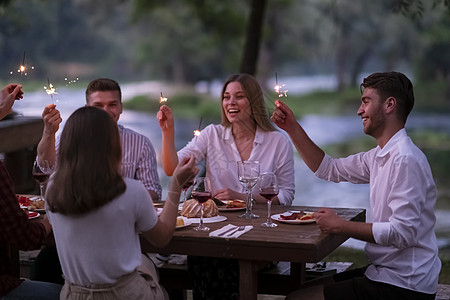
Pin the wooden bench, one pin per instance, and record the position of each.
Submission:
(274, 281)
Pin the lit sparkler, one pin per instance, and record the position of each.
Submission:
(279, 88)
(162, 99)
(51, 90)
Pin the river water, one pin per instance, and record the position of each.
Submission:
(309, 190)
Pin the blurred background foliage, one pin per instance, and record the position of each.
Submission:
(186, 41)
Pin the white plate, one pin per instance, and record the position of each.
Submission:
(221, 208)
(33, 217)
(186, 221)
(277, 217)
(209, 220)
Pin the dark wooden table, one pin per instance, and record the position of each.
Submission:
(298, 244)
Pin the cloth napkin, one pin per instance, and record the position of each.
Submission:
(230, 234)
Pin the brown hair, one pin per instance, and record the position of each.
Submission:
(87, 175)
(102, 85)
(255, 96)
(393, 84)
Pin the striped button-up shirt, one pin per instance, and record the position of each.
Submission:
(15, 231)
(139, 159)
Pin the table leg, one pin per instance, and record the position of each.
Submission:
(298, 274)
(248, 280)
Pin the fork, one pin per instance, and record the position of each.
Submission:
(240, 228)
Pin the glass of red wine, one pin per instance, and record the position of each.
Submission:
(41, 173)
(201, 192)
(186, 186)
(268, 188)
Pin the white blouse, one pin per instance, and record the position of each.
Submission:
(272, 149)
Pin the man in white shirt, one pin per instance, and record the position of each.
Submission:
(401, 242)
(138, 154)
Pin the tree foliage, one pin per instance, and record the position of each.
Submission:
(190, 40)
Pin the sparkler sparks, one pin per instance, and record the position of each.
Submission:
(197, 132)
(162, 99)
(279, 88)
(51, 90)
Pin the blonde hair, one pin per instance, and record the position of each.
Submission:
(255, 96)
(90, 154)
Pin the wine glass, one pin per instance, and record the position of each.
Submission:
(201, 192)
(186, 186)
(41, 172)
(248, 174)
(268, 188)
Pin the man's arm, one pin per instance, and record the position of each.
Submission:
(330, 222)
(284, 118)
(169, 155)
(46, 147)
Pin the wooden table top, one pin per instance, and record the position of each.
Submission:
(287, 242)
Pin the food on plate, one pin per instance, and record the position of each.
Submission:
(24, 201)
(234, 204)
(40, 204)
(180, 221)
(191, 209)
(298, 216)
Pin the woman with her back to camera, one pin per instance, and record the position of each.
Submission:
(97, 214)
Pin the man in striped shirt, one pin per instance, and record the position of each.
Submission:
(138, 154)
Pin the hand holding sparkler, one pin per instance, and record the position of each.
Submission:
(279, 88)
(51, 90)
(9, 94)
(197, 132)
(165, 119)
(162, 99)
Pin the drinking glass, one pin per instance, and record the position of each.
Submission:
(201, 192)
(186, 187)
(268, 188)
(248, 174)
(41, 172)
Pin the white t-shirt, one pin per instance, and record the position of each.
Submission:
(272, 149)
(402, 201)
(103, 245)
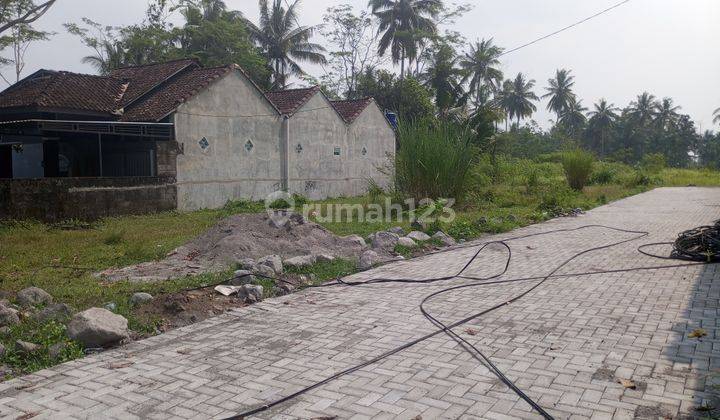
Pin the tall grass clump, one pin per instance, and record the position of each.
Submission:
(433, 160)
(578, 165)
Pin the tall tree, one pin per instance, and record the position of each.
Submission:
(573, 118)
(18, 38)
(353, 38)
(482, 63)
(602, 120)
(560, 92)
(284, 41)
(666, 113)
(517, 98)
(642, 109)
(444, 77)
(400, 21)
(29, 12)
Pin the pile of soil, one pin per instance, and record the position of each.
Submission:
(235, 238)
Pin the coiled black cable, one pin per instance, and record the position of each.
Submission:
(477, 282)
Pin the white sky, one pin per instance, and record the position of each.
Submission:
(667, 47)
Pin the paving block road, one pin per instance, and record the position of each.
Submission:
(567, 344)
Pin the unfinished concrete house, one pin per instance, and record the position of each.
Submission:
(177, 136)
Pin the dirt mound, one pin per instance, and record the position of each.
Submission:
(235, 238)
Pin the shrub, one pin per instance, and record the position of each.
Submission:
(578, 165)
(653, 163)
(433, 160)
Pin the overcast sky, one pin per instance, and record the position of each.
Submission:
(667, 47)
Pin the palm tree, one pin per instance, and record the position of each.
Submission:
(284, 41)
(517, 98)
(560, 92)
(573, 118)
(602, 120)
(481, 63)
(443, 77)
(642, 109)
(401, 21)
(666, 113)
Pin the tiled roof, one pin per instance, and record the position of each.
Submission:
(165, 99)
(351, 109)
(144, 78)
(289, 101)
(65, 90)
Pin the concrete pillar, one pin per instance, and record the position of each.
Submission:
(285, 154)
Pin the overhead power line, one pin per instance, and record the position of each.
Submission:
(566, 28)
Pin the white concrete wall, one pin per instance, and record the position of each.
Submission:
(231, 112)
(316, 172)
(228, 114)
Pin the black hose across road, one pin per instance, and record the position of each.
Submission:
(480, 282)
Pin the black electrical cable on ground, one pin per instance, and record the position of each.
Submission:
(480, 282)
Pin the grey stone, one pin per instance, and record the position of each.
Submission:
(416, 235)
(55, 312)
(300, 261)
(8, 316)
(368, 260)
(444, 238)
(97, 327)
(384, 240)
(26, 347)
(139, 298)
(55, 351)
(272, 261)
(264, 271)
(33, 296)
(241, 277)
(250, 293)
(397, 230)
(357, 240)
(407, 242)
(325, 258)
(247, 264)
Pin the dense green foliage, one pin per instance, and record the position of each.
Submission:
(433, 160)
(578, 165)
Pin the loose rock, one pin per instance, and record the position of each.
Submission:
(368, 260)
(247, 264)
(300, 261)
(407, 242)
(242, 277)
(384, 240)
(26, 347)
(416, 235)
(397, 230)
(445, 239)
(356, 239)
(265, 271)
(33, 296)
(139, 298)
(97, 327)
(272, 261)
(55, 312)
(55, 351)
(8, 316)
(325, 258)
(250, 293)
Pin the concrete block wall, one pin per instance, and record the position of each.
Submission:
(227, 115)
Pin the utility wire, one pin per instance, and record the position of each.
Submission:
(565, 28)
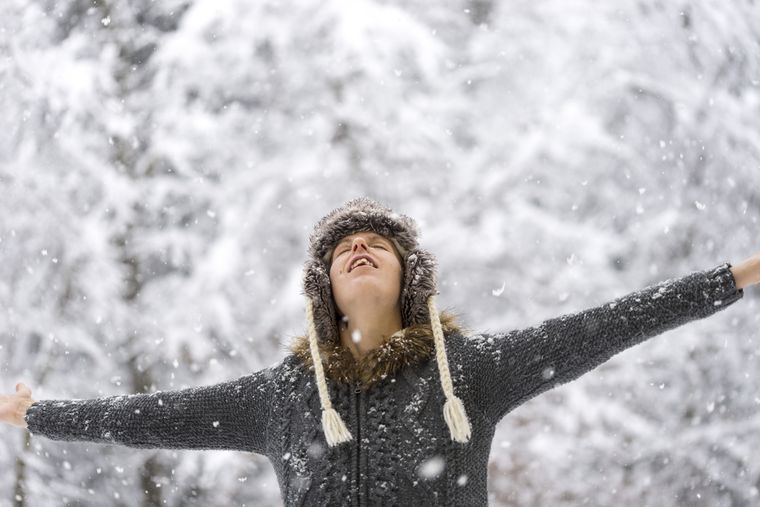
---------------
WORK TO BE COMPLETED: If a picture appears in the data, omit it; transcribe all the rest exactly.

ANSWER TO THE PROBLEM:
Pin the wooden bench, one pin per instance, and record the position of each.
Submission:
(274, 281)
Pin the lit sparkler, one pin per instance, and record the position of each.
Submission:
(279, 88)
(162, 99)
(51, 90)
Pin the river water, one pin per instance, and record the position of each.
Submission:
(309, 190)
Pin the blurred background foliage, one pin per instance, and record the position of each.
Submission:
(186, 41)
Pin the white plate, one pin per instance, and record the position of each.
Submission:
(221, 208)
(33, 217)
(186, 221)
(277, 217)
(209, 220)
Pin the dark wooden table, one pin per instance, and record the position of each.
Submission:
(298, 244)
Pin the cloth napkin, one pin per instance, and record the position of each.
Submission:
(230, 234)
Pin the brown hair, one pin per instance, and record the position of each.
Submission:
(87, 175)
(102, 85)
(255, 96)
(393, 84)
Pin the striped button-up shirt, one pin per instance, and record the position of each.
Submission:
(15, 231)
(139, 159)
Pin the table leg, one pin per instance, and record the position of each.
Submission:
(298, 274)
(248, 280)
Pin the fork, one pin per instance, and record the position of each.
Submission:
(240, 228)
Pin the glass of red wine, one pin per instance, and record the position of each.
Submission:
(41, 173)
(201, 192)
(186, 186)
(268, 188)
Pin the white blouse, one pin per instance, and record the position of each.
Submission:
(272, 149)
Pin the man in white shirt, one pin per instance, and record the position of each.
Submission:
(401, 242)
(138, 154)
Pin the tree foliage, one pin per instance, and record the position of each.
Submission:
(190, 40)
Pin the sparkler sparks, one pin per instance, and record the position of each.
Submission:
(197, 132)
(162, 99)
(279, 88)
(51, 90)
Pin the blonde hair, one pin per instance, and record the position of each.
Submission:
(255, 96)
(90, 154)
Pin the wine glass, one pin per instance, and record the position of each.
Submission:
(201, 192)
(186, 186)
(41, 172)
(248, 174)
(268, 188)
Pin the man's arm, one pin per instance, and record the position of each.
Submission:
(330, 222)
(284, 118)
(169, 155)
(46, 147)
Pin the wooden table top, one pin per instance, and record the position of each.
Submission:
(287, 242)
Pin the food on plate, one pin per instance, and record the position of each.
Submission:
(24, 201)
(234, 204)
(40, 204)
(180, 221)
(191, 209)
(298, 216)
Pin the woman with her back to camera, one pin per instance, and record the position of each.
Submission:
(97, 214)
Pin the man in striped shirt, one pin per instance, and record the position of each.
Submission:
(138, 154)
Pin the hand holding sparkler, one pin per instance, and record the position of each.
Submission:
(279, 88)
(51, 90)
(9, 94)
(197, 132)
(165, 119)
(162, 99)
Pin the drinking glass, one pin per instance, and record the position of each.
Submission:
(201, 192)
(186, 187)
(268, 188)
(248, 174)
(41, 172)
Pin the white t-shirt, one pin per instance, and record the position of each.
Submission:
(272, 149)
(402, 201)
(103, 245)
Pin the tall grass clump, one pin per instance, and record the position of each.
Submission:
(433, 160)
(578, 165)
Pin the tall tree, one pin per instance, and record the position of each.
Submission:
(573, 118)
(18, 38)
(353, 38)
(482, 63)
(602, 120)
(560, 92)
(284, 41)
(666, 113)
(517, 98)
(642, 109)
(444, 77)
(400, 21)
(29, 12)
Pin the pile of soil, one pin per instance, and record the position of each.
Submission:
(235, 238)
Pin the coiled black cable, one pin per instance, and record the position of each.
Submission:
(477, 282)
Pin the white sky, one pin per instance, and record the position of each.
Submission:
(667, 47)
Pin the paving block road, one pin per instance, and record the position of each.
Submission:
(567, 344)
Pin the unfinished concrete house, one pin per instance, and record the position of each.
Submission:
(177, 136)
Pin the dirt mound, one pin per instance, and record the position of each.
Submission:
(235, 238)
Pin the shrub, one pin per instance, and record the position of each.
Submission:
(578, 165)
(653, 163)
(433, 160)
Pin the overcast sky, one pin per instance, and record the position of each.
Submission:
(667, 47)
Pin the palm tree, one pin per instance, and record the position of each.
Submission:
(284, 41)
(517, 98)
(560, 92)
(573, 118)
(602, 120)
(481, 63)
(443, 77)
(642, 109)
(401, 21)
(666, 113)
Pin the tiled roof, one pin per instance, and record the position of each.
Submission:
(165, 99)
(351, 109)
(144, 78)
(289, 101)
(65, 90)
Pin the concrete pillar, one pin per instance, and record the position of each.
Submission:
(285, 154)
Pin the overhead power line, one pin per instance, and record the position of each.
Submission:
(566, 28)
Pin the white concrete wall, one pin per instance, and record the position of each.
Submission:
(231, 112)
(316, 172)
(228, 114)
Pin the black hose across road, one pin per instance, and record the position of each.
Submission:
(480, 282)
Pin the black electrical cable on ground, one pin per instance, and record the position of each.
Submission:
(480, 282)
Pin the grey stone, one pin per instance, and record the position of each.
Submission:
(416, 235)
(55, 312)
(300, 261)
(8, 316)
(368, 260)
(444, 238)
(97, 327)
(384, 240)
(26, 347)
(139, 298)
(55, 351)
(272, 261)
(264, 271)
(33, 296)
(241, 277)
(250, 293)
(397, 230)
(357, 240)
(407, 242)
(325, 258)
(247, 264)
Pin the dense green foliage, one pin per instance, and record the position of each.
Submission:
(433, 160)
(578, 165)
Pin the loose rock, one pin per instance, and record the position of each.
Submission:
(368, 260)
(247, 264)
(300, 261)
(407, 242)
(242, 277)
(384, 240)
(26, 347)
(416, 235)
(397, 230)
(445, 239)
(356, 239)
(265, 271)
(33, 296)
(139, 298)
(97, 327)
(272, 261)
(55, 312)
(55, 351)
(8, 316)
(325, 258)
(250, 293)
Pin the concrete block wall, one pin per instance, and record the position of each.
Submission:
(227, 115)
Pin the utility wire, one pin per instance, and record the position of each.
Submission:
(565, 28)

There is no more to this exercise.